» 记录信息
────────────────
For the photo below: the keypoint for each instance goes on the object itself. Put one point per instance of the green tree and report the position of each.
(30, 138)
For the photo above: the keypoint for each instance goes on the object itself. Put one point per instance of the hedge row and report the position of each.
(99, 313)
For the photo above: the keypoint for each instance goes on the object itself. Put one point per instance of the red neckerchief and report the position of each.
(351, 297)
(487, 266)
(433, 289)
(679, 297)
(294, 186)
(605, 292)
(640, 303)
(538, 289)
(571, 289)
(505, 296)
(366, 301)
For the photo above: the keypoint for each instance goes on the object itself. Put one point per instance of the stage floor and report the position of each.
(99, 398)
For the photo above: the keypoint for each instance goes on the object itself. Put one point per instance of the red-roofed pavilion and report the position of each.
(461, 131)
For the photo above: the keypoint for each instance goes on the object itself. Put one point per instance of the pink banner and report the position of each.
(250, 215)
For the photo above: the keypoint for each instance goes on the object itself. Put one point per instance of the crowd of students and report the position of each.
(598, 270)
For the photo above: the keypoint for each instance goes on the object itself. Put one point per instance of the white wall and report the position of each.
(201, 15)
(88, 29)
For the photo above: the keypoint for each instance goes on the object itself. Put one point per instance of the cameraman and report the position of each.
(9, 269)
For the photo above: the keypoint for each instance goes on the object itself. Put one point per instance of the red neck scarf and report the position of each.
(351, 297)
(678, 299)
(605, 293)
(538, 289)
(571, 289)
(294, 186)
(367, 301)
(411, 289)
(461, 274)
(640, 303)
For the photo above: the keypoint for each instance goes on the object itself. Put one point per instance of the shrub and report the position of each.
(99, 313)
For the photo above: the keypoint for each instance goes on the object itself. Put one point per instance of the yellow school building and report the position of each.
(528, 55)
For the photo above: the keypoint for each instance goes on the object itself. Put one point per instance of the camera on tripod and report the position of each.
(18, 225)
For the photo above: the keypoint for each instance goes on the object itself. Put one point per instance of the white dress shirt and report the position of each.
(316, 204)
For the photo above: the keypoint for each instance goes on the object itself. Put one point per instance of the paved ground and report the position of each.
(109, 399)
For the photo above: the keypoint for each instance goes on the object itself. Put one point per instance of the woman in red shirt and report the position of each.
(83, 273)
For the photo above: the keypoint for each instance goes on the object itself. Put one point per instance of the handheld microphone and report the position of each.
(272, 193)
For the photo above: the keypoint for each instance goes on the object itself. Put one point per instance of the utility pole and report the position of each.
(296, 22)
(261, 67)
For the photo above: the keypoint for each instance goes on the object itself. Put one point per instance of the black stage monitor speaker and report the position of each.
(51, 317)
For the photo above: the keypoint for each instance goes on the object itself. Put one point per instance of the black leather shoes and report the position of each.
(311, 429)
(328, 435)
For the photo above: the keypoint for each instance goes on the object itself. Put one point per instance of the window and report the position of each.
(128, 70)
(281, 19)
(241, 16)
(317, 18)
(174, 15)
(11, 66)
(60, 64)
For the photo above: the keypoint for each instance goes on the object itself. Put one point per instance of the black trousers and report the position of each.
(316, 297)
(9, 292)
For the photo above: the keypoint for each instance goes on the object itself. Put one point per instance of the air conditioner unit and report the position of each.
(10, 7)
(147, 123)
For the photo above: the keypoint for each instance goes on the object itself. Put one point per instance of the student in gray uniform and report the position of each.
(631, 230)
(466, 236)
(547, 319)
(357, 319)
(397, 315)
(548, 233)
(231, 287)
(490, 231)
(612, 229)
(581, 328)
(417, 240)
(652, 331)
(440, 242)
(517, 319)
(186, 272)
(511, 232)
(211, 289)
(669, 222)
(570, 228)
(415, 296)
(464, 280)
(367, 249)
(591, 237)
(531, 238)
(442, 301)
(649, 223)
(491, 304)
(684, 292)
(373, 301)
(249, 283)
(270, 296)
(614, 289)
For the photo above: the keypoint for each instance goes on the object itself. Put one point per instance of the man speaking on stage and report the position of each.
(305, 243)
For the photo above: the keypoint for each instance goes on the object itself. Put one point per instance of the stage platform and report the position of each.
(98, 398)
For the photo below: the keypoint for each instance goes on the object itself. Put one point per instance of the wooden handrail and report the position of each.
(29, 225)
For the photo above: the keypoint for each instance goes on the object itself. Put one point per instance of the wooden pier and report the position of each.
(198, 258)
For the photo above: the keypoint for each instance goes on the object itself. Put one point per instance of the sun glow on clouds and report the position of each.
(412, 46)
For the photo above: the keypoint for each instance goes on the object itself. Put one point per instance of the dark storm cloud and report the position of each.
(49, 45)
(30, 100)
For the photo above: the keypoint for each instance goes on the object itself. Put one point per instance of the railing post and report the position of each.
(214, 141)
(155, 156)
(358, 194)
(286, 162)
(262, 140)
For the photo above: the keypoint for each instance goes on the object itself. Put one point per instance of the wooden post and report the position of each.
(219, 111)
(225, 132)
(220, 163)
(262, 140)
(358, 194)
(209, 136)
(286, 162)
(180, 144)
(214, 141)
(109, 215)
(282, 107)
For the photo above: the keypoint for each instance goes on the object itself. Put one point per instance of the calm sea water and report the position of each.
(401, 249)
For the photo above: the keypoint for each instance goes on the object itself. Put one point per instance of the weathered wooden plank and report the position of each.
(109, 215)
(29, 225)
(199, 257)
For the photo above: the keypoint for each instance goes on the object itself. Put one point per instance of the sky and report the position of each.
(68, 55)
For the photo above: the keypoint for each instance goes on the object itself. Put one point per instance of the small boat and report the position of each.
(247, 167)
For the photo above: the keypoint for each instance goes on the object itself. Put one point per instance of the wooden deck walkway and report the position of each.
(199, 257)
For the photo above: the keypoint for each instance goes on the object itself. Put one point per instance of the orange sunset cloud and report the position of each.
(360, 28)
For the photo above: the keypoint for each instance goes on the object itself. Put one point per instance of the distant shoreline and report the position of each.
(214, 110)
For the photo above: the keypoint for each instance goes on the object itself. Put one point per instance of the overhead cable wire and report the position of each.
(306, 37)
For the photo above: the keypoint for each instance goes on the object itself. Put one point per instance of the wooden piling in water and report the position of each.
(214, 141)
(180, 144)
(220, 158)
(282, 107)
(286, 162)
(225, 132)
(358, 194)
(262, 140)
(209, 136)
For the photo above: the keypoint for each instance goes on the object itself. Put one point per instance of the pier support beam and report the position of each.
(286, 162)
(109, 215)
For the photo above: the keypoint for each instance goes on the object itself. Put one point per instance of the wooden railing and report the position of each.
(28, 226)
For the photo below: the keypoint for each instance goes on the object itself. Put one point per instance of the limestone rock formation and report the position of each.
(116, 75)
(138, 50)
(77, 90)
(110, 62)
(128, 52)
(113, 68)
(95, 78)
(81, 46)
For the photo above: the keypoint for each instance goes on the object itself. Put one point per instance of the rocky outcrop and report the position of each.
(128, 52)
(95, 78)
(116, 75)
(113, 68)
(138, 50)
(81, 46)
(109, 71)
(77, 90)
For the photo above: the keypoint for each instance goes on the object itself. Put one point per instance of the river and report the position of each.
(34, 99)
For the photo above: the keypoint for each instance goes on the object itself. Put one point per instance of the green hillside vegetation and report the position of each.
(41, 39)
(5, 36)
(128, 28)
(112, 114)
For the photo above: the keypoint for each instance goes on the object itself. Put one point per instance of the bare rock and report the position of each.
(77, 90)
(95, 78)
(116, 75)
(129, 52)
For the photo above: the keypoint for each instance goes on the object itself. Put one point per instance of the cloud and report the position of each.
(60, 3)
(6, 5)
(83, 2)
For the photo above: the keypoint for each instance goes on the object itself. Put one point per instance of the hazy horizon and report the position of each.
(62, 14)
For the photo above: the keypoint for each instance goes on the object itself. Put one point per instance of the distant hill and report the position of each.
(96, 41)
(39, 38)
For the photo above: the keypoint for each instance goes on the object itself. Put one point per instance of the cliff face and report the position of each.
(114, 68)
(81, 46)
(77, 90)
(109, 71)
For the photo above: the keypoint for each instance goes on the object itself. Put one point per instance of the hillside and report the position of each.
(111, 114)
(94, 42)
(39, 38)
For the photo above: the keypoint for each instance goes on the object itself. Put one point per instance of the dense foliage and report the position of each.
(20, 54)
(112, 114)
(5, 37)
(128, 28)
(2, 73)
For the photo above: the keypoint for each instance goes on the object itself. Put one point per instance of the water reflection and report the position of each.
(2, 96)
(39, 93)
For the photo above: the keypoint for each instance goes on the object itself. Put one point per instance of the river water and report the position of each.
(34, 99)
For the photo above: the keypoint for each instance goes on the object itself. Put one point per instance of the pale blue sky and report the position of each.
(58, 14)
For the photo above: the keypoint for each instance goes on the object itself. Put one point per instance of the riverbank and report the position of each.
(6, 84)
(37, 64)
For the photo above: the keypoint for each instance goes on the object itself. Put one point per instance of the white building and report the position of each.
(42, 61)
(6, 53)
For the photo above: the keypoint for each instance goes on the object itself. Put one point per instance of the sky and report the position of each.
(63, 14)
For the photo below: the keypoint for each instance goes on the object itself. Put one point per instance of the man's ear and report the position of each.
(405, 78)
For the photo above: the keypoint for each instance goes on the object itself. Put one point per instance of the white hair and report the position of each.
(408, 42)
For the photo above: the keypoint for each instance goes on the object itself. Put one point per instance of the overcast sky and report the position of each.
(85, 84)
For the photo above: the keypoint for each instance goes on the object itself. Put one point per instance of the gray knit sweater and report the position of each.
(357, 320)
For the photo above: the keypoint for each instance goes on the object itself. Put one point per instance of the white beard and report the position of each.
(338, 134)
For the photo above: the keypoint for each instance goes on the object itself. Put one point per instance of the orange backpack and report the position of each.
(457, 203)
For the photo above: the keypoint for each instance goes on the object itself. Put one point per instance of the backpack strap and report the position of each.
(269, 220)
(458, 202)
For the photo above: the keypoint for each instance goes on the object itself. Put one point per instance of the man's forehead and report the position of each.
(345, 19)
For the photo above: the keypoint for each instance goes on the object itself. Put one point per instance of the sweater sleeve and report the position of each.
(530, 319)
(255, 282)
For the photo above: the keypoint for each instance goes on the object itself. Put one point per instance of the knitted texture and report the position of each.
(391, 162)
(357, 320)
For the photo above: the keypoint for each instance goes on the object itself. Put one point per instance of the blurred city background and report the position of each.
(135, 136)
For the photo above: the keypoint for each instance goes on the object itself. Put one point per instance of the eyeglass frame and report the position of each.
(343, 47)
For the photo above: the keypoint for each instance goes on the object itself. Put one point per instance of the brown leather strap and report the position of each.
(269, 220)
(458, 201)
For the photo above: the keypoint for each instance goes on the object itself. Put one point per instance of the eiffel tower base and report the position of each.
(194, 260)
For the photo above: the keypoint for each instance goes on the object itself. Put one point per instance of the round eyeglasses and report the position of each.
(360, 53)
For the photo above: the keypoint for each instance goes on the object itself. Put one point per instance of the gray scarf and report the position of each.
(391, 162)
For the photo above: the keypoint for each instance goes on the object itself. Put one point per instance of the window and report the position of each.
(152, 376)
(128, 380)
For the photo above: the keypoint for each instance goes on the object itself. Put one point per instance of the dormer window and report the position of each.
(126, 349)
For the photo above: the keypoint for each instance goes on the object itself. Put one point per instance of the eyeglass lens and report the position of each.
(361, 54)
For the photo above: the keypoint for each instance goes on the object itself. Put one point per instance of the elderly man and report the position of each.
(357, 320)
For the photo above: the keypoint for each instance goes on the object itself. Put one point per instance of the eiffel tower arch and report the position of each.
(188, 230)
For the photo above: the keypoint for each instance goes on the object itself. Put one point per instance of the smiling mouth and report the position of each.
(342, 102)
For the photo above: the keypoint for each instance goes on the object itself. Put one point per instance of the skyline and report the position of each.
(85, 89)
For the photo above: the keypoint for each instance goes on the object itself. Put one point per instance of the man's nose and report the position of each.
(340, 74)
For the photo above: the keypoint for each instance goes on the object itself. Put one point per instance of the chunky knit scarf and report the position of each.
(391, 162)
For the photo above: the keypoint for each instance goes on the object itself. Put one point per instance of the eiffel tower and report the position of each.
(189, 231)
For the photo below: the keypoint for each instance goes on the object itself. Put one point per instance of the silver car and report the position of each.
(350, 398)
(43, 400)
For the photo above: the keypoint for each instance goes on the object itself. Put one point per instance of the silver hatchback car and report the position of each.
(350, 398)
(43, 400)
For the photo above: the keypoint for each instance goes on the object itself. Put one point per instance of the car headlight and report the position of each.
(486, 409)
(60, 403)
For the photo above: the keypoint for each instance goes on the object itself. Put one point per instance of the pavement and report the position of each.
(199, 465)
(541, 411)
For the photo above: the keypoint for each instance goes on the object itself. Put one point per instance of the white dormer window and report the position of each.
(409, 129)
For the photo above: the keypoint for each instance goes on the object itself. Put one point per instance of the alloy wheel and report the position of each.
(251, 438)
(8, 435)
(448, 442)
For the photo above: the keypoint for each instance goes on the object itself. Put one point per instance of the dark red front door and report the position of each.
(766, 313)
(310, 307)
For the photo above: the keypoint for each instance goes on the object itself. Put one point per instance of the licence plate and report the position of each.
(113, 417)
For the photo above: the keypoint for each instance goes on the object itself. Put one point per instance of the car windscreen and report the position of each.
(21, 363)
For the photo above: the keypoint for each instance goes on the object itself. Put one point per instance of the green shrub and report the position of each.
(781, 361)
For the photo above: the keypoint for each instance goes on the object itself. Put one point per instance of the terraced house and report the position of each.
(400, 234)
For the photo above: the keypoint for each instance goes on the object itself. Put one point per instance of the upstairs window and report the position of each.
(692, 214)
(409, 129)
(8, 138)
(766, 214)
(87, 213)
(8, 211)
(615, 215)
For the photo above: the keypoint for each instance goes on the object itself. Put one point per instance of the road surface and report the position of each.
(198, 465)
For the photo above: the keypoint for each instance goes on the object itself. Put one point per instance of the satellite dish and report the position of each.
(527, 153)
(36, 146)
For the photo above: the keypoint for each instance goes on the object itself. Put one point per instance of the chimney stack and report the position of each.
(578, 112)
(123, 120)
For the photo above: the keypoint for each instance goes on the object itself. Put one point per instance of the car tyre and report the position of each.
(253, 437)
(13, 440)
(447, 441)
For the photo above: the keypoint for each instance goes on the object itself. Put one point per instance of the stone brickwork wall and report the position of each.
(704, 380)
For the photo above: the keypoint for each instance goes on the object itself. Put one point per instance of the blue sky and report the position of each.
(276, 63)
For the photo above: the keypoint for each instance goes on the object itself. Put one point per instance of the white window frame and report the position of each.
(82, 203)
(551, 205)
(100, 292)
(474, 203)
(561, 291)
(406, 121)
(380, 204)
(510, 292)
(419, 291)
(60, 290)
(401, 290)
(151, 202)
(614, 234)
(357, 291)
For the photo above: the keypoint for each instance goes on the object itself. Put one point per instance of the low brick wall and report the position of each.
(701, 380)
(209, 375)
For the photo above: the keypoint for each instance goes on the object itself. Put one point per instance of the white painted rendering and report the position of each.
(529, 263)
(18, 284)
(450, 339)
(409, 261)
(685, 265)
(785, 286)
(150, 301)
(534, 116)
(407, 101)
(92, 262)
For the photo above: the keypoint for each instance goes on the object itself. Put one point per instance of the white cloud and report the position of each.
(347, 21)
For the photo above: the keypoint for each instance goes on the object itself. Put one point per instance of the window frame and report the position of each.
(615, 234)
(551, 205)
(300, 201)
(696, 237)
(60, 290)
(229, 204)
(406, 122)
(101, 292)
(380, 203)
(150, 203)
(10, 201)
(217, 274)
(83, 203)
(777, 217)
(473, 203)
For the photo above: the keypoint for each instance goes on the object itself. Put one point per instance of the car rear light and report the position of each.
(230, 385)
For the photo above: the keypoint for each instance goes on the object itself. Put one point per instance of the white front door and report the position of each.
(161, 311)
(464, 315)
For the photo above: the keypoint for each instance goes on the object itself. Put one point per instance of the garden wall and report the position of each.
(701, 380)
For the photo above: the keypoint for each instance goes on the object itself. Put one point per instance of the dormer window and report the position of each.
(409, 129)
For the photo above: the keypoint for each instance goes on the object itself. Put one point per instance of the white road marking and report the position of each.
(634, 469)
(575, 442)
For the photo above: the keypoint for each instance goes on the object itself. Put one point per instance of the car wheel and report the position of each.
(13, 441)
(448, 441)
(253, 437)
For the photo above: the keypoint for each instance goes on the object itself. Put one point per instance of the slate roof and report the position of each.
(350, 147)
────────────────
» 任务目标
请原样照录上面条目中的这几行：从含有"car wheel and report the position of each."的那一行起，一直到条目的最后一行，首尾两行都包括在内。

» 预期答案
For the photo above: the keypoint for each instance goes on the object itself. Put one point per instance of the car wheel and report the position of each.
(13, 441)
(448, 441)
(253, 437)
For the photo above: the keypoint for each instance goes on the object itself. Put one point per instance of the slate roof and report the position of each.
(350, 147)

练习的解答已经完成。